Records contained in a dataset:
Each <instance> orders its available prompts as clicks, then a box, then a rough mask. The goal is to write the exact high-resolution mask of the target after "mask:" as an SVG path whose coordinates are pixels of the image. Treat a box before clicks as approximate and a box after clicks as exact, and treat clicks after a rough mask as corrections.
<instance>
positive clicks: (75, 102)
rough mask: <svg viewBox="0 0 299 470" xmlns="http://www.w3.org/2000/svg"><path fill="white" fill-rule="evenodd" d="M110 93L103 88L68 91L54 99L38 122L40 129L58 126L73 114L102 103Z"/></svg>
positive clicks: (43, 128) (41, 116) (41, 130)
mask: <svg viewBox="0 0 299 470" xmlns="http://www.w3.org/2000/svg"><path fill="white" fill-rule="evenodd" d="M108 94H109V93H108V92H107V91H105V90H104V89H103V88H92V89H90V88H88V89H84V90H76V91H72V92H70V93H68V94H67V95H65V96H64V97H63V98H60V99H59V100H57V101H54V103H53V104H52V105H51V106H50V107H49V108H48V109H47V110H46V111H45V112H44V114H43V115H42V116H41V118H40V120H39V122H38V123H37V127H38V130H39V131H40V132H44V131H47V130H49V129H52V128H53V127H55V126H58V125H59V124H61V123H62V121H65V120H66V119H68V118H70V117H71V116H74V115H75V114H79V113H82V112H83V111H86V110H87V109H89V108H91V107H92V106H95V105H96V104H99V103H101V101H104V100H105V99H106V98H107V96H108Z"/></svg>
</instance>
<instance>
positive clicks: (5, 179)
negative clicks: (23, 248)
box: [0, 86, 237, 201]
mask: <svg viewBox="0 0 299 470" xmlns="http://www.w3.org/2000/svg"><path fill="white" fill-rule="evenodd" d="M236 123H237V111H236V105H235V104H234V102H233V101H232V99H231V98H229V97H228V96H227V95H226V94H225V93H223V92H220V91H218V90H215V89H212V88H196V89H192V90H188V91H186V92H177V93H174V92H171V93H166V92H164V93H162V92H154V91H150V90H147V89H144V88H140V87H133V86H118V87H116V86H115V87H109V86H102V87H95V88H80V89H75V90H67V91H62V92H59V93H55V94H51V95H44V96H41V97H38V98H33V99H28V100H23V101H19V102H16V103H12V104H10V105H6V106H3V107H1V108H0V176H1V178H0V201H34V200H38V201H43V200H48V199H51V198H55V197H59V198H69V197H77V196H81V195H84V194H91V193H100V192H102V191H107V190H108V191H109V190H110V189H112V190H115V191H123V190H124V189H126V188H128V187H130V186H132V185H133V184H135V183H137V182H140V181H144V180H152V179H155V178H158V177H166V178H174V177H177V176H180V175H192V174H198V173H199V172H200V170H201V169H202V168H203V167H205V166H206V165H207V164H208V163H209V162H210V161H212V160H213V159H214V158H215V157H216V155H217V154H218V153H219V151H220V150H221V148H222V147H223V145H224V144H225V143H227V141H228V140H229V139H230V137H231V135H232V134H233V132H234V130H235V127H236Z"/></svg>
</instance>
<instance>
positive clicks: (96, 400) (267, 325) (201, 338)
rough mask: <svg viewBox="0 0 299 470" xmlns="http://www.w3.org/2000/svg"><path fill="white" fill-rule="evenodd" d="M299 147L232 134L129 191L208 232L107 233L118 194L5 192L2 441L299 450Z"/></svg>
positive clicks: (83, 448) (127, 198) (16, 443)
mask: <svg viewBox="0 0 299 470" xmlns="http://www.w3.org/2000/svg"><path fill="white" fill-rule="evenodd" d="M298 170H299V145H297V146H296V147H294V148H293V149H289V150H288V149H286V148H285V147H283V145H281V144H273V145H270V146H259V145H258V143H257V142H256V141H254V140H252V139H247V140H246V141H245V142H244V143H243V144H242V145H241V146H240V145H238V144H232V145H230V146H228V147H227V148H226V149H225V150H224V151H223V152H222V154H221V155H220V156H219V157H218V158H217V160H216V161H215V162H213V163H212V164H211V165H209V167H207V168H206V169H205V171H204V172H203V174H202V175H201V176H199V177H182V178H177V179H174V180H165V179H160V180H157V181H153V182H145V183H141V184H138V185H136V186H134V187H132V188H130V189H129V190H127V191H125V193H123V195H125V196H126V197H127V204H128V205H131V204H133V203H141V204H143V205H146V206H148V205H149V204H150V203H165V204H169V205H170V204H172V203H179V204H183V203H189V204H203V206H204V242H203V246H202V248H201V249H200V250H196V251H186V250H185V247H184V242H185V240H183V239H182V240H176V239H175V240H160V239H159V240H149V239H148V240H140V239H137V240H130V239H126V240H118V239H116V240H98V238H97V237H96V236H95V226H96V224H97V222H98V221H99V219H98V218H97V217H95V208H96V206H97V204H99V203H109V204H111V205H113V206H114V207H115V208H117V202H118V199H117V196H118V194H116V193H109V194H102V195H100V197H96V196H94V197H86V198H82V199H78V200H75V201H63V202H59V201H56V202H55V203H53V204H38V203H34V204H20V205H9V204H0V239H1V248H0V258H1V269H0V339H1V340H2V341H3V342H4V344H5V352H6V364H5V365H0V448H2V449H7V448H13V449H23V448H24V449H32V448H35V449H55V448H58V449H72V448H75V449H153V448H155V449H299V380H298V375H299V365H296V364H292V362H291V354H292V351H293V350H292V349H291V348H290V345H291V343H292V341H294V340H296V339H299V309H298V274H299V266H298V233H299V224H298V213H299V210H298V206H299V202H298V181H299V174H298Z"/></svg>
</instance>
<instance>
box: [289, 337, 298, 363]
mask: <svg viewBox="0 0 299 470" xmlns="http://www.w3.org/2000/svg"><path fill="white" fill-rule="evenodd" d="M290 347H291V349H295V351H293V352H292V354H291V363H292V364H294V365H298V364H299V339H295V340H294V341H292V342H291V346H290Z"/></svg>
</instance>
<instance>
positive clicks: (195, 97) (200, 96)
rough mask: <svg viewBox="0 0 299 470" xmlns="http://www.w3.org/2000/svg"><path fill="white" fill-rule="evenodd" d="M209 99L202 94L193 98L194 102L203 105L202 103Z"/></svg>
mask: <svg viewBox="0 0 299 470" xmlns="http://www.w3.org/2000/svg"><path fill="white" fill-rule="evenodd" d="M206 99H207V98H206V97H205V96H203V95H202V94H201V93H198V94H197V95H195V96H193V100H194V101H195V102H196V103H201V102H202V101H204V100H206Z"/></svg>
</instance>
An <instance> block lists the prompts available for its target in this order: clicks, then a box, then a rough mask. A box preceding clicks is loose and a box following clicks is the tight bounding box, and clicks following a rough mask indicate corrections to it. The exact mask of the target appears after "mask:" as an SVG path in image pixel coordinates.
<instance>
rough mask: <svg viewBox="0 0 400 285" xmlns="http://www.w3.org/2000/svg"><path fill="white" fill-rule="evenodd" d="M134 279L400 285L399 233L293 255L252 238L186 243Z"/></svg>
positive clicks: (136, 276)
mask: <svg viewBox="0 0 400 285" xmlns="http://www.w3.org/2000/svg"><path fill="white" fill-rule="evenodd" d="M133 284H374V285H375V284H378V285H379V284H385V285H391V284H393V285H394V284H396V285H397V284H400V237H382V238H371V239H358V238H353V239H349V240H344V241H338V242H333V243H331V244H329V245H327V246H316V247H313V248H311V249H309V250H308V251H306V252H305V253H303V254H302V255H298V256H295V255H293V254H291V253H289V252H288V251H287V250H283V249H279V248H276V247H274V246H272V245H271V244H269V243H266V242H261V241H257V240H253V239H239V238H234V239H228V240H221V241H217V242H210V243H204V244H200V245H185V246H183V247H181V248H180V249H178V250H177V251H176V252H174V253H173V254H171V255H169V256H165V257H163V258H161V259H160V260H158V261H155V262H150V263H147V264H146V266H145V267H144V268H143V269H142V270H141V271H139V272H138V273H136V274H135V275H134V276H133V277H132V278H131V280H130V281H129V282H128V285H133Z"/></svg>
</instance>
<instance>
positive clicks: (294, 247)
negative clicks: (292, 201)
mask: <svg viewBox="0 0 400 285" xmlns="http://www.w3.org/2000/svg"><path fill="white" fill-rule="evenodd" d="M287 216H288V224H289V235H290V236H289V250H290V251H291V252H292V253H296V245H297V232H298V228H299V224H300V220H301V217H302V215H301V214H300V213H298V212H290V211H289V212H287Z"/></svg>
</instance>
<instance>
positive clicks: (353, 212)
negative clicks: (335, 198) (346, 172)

--

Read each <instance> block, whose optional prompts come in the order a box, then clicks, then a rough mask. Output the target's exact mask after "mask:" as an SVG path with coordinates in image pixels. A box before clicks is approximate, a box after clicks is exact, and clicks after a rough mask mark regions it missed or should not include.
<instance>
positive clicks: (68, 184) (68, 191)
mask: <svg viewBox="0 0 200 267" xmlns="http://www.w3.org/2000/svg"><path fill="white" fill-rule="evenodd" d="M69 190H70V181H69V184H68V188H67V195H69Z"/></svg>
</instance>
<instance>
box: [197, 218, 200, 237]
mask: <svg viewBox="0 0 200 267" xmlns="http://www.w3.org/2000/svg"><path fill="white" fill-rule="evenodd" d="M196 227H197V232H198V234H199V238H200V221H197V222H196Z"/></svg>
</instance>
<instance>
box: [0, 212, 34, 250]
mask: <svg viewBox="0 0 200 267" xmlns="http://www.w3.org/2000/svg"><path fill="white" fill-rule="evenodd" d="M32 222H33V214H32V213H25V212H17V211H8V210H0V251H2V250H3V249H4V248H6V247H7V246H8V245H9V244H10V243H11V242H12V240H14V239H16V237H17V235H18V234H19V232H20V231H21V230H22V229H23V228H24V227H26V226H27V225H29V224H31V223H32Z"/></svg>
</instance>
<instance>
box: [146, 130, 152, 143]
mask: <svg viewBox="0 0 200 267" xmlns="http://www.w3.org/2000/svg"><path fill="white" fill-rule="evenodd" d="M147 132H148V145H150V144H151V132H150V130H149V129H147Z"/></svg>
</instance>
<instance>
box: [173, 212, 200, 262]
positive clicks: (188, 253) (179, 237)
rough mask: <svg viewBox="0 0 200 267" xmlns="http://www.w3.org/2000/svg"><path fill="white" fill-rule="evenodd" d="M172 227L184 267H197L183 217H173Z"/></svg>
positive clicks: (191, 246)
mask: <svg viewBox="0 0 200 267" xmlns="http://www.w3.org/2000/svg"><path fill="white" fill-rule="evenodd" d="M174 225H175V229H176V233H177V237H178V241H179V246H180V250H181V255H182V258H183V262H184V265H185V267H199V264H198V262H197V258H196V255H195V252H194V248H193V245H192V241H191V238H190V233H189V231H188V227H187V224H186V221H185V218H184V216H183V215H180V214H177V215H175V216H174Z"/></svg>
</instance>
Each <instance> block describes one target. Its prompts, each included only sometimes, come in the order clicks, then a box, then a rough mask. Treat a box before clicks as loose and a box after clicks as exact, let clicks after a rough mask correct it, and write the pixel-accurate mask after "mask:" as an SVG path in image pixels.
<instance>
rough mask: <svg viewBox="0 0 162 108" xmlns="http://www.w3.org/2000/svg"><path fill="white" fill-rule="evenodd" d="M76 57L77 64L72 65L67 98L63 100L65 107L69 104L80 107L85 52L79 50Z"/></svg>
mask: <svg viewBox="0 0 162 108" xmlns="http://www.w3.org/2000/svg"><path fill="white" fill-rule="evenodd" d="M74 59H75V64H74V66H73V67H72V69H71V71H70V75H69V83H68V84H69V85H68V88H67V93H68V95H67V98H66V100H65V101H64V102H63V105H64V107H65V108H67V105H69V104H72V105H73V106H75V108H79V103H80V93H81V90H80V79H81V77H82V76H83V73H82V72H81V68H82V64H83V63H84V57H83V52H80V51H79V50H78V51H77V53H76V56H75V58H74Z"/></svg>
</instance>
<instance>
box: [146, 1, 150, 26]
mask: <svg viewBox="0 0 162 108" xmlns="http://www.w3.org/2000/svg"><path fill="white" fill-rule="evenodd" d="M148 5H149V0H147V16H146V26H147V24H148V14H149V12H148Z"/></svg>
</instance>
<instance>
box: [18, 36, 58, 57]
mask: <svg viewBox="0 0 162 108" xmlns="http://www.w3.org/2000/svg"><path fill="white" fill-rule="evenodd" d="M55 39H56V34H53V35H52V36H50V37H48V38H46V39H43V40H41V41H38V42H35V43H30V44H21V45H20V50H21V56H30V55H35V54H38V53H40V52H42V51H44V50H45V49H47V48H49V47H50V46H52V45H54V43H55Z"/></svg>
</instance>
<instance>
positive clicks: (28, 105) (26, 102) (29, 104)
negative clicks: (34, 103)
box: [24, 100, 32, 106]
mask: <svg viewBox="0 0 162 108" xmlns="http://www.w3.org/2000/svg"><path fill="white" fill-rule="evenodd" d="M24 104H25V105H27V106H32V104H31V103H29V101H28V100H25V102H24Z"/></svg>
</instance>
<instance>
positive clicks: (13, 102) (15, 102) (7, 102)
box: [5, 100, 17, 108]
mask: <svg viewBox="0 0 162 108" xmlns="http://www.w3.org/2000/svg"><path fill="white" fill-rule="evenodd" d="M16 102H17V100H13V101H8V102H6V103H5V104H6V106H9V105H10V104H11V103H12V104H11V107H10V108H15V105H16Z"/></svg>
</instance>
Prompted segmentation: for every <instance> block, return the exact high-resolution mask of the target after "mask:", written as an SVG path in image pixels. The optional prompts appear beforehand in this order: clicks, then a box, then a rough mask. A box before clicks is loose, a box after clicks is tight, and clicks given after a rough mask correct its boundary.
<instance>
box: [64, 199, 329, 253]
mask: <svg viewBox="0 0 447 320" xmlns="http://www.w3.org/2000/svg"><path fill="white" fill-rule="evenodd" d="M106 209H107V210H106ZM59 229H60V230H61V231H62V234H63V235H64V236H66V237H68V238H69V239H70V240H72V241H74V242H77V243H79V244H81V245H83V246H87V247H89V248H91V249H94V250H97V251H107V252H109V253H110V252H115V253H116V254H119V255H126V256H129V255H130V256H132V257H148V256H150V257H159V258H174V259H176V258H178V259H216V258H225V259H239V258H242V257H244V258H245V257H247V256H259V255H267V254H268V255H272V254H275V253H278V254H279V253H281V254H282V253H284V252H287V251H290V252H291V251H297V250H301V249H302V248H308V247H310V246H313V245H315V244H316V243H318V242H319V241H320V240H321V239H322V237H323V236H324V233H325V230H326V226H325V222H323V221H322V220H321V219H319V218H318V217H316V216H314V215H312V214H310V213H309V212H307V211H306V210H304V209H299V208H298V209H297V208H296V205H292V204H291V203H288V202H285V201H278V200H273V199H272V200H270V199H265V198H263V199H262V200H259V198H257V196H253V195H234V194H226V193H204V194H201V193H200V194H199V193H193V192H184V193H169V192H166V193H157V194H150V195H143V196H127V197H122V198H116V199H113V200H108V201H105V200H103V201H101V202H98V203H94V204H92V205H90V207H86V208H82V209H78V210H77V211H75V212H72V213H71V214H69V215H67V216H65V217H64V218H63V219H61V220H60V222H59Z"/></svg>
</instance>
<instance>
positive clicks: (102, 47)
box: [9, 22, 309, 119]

--

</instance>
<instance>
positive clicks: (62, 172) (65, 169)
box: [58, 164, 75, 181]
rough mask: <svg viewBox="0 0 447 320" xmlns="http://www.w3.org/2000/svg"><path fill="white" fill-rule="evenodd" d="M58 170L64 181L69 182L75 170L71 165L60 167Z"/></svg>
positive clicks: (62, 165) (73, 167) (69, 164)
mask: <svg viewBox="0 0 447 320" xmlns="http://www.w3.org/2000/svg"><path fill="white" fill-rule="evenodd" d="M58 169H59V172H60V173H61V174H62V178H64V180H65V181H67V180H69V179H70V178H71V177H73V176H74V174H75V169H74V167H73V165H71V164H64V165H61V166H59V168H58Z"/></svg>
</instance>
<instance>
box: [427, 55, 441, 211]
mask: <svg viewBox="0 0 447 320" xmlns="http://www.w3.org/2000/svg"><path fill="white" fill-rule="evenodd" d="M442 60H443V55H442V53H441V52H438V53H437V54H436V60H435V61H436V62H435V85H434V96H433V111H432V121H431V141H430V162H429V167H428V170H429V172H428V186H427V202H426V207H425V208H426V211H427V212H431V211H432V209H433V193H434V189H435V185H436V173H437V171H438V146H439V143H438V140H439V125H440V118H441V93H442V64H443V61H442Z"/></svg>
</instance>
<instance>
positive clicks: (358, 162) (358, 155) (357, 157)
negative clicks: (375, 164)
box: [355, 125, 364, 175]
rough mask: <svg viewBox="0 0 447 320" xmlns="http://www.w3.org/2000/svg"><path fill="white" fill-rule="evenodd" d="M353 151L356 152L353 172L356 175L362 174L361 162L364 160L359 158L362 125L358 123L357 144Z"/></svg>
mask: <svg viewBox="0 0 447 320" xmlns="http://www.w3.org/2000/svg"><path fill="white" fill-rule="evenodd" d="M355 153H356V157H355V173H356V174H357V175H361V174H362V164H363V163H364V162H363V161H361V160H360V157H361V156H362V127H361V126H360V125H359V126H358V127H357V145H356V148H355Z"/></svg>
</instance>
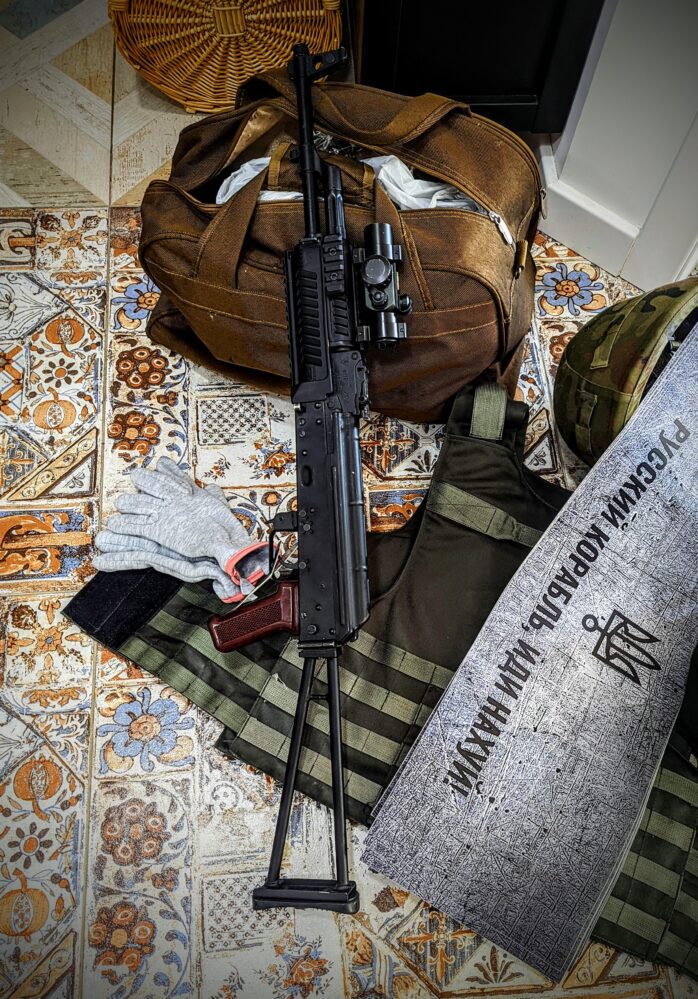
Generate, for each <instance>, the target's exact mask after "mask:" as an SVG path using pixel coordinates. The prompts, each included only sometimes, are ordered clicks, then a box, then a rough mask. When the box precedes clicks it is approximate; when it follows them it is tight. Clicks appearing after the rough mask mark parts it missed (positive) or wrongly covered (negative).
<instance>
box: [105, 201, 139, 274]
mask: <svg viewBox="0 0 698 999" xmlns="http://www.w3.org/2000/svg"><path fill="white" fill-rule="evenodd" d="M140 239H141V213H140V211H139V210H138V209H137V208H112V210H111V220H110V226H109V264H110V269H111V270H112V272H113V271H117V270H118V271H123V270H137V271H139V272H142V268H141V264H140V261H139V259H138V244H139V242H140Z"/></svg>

Your goal -
Each line above that contains the word "Treat" should be returned.

Written response -
Each <instance> orders its available prompts as clicks, then a box, then a rough mask. The goal is to write the exact high-resolution mask of the target after "mask:" as an SVG path whose coordinates are pixels of the image. Treat a box before clicks as approximate and a box after clicks as exact, and treat clicks after a rough mask as corrections.
Each <instance> block describes one target. Its prompts, each included only sometimes, come in the order clicks, then a box, then a rough mask. Treat a box before clicks as loose and a box after clicks as exact, let clicks after a rough mask correct it, and write the pixel-accurate mask after "mask:" as an SVG path in image pixels.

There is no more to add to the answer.